● **DIRECTIONS**
Below are the records. Restate word for word every line from the one that contains "TARGET: tall apartment tower" through the final line, both included.

Image point annotation entries
━━━━━━━━━━━━━━━━

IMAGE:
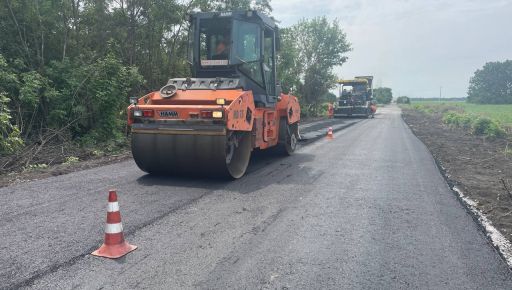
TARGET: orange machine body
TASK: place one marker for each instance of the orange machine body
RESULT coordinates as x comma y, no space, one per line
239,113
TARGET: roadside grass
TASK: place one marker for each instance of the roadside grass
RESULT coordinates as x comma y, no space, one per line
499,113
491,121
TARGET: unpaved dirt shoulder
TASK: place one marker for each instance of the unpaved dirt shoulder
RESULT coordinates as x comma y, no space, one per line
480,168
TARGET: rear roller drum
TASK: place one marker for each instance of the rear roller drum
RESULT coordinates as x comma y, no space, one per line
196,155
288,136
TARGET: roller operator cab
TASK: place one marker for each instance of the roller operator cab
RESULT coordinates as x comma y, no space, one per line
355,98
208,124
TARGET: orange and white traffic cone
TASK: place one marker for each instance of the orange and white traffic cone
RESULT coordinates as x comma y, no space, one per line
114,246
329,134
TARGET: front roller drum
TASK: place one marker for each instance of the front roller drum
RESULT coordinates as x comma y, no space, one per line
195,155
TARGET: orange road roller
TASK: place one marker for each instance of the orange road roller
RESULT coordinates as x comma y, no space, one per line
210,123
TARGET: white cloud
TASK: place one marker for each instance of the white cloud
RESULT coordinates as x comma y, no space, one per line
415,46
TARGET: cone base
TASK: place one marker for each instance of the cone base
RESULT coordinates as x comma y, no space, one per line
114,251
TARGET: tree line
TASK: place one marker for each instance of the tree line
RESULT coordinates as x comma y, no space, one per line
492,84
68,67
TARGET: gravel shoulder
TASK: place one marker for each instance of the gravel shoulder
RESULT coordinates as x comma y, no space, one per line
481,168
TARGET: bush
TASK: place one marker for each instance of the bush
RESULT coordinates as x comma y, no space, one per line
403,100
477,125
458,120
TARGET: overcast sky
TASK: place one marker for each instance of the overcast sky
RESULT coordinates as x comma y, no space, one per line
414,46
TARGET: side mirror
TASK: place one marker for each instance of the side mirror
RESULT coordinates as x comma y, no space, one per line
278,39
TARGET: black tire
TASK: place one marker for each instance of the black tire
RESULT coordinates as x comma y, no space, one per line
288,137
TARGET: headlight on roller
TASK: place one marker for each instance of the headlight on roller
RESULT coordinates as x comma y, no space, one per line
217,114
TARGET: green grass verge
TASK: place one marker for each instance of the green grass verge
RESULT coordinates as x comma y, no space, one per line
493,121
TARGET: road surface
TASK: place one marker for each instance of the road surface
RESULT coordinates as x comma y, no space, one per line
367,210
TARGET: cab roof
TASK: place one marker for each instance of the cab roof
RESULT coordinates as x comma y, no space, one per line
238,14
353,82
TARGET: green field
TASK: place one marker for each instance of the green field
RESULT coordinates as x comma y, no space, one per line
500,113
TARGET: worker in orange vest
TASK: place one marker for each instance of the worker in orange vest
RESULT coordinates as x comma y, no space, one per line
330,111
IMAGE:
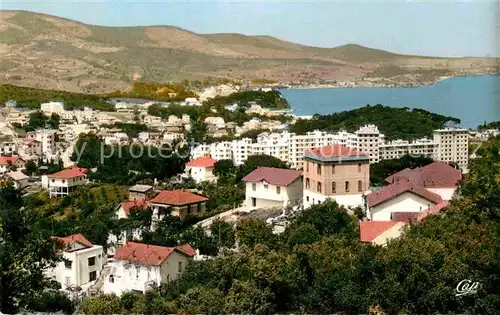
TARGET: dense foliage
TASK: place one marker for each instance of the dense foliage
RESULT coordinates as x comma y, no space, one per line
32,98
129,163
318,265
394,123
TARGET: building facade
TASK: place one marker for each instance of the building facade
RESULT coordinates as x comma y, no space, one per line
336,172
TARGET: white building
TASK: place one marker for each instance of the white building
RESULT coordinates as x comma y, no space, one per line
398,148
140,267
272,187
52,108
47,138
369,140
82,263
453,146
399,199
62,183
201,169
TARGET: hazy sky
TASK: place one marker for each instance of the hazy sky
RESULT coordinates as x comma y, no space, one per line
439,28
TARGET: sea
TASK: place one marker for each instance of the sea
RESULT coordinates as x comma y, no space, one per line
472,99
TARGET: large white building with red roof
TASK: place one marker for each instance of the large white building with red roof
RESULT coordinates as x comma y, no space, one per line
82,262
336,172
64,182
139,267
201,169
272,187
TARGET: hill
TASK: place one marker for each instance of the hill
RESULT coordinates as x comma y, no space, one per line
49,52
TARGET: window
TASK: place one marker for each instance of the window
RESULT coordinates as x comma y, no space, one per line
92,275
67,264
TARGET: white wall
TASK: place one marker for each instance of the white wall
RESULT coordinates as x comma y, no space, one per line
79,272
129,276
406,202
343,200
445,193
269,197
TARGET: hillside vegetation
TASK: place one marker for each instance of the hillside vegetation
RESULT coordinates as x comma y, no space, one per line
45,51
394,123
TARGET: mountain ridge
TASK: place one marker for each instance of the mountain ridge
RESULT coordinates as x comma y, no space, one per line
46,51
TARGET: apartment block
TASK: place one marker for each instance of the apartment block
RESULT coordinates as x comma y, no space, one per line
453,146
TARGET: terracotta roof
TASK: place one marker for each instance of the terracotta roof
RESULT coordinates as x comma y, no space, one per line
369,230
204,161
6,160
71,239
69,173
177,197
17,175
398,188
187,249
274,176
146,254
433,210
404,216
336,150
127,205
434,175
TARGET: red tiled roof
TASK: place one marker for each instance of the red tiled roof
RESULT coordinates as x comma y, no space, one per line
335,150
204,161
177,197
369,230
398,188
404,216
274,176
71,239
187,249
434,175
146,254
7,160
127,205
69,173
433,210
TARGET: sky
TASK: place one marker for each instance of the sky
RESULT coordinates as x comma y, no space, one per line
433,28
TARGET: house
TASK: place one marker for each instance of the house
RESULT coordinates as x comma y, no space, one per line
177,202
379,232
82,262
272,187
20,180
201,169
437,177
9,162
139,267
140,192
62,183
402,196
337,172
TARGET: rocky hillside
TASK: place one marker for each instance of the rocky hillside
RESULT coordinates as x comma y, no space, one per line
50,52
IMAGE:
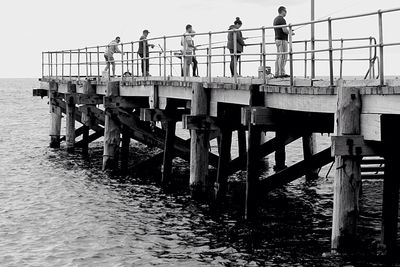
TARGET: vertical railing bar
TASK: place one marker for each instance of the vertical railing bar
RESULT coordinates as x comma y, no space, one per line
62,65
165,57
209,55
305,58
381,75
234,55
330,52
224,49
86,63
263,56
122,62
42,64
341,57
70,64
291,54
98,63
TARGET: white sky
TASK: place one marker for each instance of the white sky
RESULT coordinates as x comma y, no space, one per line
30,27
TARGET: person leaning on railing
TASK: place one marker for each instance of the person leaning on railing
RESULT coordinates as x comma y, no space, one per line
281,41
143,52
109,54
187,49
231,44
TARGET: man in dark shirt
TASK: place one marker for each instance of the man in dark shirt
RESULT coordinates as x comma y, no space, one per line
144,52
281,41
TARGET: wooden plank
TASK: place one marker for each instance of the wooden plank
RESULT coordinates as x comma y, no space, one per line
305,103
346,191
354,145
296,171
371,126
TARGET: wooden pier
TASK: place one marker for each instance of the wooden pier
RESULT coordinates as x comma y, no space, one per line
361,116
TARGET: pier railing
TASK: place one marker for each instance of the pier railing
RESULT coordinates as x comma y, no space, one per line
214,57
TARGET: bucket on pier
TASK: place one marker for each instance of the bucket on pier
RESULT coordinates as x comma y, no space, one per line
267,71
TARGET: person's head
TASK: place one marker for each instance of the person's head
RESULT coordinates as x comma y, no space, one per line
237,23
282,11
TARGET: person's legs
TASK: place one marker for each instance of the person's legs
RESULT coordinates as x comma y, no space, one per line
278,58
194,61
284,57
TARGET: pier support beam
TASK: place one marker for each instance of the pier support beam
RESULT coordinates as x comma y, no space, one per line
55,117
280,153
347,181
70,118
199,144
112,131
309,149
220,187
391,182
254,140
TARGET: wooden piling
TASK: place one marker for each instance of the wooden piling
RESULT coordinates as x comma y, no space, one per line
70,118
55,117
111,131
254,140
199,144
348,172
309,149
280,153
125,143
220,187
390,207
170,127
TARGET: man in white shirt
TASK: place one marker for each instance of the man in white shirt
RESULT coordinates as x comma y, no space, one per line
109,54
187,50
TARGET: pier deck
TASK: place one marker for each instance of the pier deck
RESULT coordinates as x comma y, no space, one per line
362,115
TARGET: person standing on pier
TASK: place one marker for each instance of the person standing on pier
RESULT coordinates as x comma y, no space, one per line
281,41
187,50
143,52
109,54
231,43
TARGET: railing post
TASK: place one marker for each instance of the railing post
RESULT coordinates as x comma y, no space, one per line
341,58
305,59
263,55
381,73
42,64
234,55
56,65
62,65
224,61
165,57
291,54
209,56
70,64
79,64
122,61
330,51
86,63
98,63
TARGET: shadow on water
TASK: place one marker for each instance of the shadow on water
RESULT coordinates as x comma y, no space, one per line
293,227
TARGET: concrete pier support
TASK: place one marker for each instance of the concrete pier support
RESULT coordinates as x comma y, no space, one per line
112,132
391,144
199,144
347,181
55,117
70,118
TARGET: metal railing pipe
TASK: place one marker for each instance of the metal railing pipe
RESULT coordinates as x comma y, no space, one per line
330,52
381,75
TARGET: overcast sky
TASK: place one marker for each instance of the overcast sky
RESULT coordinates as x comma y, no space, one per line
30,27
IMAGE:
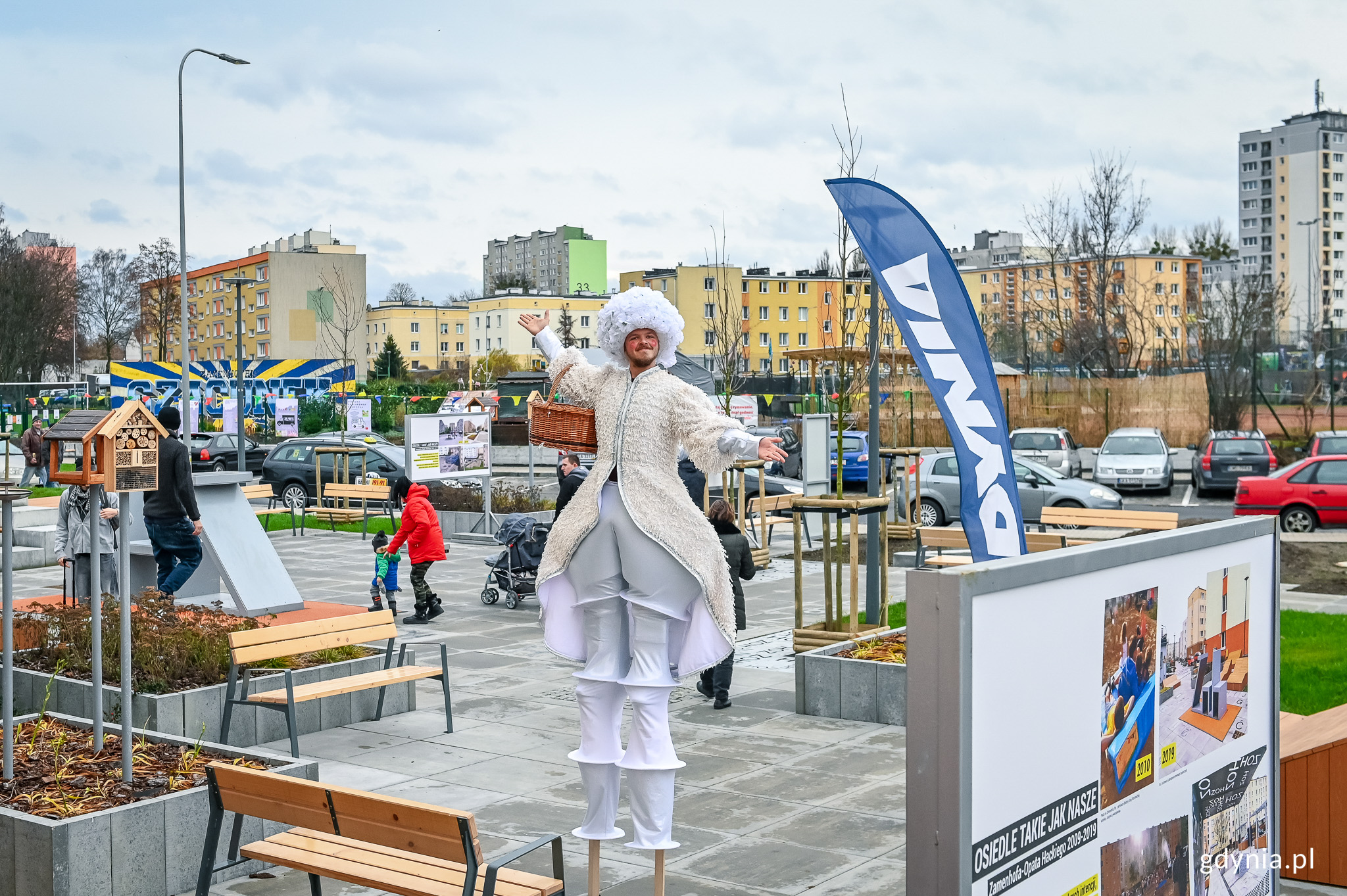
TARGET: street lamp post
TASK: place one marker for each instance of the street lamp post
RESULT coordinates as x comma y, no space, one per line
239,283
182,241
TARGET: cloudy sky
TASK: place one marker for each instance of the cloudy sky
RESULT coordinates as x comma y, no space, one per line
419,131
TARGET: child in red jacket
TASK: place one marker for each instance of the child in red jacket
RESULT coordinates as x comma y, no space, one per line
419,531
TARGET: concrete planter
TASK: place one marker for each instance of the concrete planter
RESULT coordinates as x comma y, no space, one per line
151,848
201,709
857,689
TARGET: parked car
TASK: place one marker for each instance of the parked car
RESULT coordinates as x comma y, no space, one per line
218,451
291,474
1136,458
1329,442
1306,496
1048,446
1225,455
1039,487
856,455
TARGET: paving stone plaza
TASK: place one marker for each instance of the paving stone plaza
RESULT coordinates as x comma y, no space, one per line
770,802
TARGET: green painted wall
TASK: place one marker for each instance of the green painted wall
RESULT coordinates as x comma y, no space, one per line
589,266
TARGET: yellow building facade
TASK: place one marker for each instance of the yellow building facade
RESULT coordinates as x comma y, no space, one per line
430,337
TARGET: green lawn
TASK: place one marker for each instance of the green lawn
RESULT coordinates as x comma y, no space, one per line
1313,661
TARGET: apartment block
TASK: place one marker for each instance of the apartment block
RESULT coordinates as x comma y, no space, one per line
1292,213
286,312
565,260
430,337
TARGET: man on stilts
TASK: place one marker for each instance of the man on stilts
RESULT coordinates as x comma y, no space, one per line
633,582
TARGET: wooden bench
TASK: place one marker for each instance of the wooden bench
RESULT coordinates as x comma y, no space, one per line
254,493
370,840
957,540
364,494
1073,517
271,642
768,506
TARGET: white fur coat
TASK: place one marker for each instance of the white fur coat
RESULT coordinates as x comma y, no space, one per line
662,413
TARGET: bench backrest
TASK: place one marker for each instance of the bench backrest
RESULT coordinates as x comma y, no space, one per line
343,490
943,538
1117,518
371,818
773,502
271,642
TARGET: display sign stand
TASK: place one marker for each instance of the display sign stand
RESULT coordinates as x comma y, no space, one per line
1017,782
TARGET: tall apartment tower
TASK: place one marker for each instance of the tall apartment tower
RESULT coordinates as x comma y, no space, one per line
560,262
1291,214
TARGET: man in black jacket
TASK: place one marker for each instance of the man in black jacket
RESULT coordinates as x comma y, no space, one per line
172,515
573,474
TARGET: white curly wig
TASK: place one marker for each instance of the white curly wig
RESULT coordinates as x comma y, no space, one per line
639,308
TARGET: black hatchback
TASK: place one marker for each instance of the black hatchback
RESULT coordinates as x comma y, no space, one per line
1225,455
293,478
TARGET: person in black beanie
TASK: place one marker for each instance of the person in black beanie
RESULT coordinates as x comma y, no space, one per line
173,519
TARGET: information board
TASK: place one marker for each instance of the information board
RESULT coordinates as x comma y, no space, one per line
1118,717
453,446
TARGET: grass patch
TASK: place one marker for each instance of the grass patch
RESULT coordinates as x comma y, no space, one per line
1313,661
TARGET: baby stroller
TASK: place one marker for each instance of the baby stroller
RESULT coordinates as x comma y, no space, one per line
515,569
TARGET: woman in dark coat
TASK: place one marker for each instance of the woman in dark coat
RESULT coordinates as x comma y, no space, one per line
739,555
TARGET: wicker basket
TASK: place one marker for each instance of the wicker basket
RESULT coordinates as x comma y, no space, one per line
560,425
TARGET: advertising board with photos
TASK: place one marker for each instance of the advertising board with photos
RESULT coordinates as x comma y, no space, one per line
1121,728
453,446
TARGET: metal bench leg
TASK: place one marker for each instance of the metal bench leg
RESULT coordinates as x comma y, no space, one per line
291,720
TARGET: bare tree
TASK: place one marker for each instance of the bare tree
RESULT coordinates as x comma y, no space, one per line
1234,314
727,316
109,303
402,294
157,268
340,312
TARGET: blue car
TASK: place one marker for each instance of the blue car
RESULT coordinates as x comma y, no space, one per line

━━━━━━━━━━━━━━━━

● **RESPONSE TO THIS EXERCISE**
TARGET: tall apartment tower
TASK: place one marker for each instance of the tall apartment tower
RESULT coordinates as x comma y, no space, one per line
560,262
1291,214
TARGET: man in black jacket
TASK: place one marker for each instance of the man in black jacket
RESULT coordinates as x comma y, no space, one per line
172,515
573,474
TARGET: white curly wig
TASK: place one marker for each instance of the white curly wig
RESULT coordinates as x comma y, no space, one per line
639,308
TARGET: black hatchback
TASK: place one marker for each instance of the black hatchback
RESULT coordinates as x comma y, no space, one per line
1225,455
293,478
TARGET: person in black beanie
TASK: place one marker for each instance of the person in black beanie
RESULT coordinates as x comma y, no space, one per line
173,519
TARGET: information board
TASK: place one marker for each instance of the information board
RESULT coordinates as x comma y, no space, one per line
1118,717
453,446
TARGET: grass patch
TASK: place one marker for each instance of the grass patch
RESULT coordinates as x comma y, no space, one per line
1313,661
TARGET: baby stroller
TASK: place one marker for each instance of the baby stroller
RESULT coordinates as x comma y, no space, one per line
515,569
TARGET: woman in dark coat
TASK: place one marker for each instance of the woman in dark coat
RESULT coordinates as x comma y, no space, one per line
739,555
TARGET: wicker basket
TASK: place one marker for each instance of the wicker basket
RESULT coordinates as x comma y, no space, one per line
560,425
TARGET: advertising board with photos
TASK: place one marker for each instance of the advertising board with photos
RESULT coordinates as x comma y, no space, one per line
1121,728
453,446
TARGET: metal bench leg
TASK: place one marker for each instance of the metal bench leg
RESULT coordinates as x comma y, no space, one per line
291,720
TARGET: bare tree
TASK: place one marker for each instance of the bare tree
RESULT coordinates as x comma y, no space, one per line
1234,314
727,316
109,303
402,294
157,268
340,312
TARGET: blue car
TASK: place one marker for each instance of the blue car
RESULT coordinates as x comma y, no space, one per line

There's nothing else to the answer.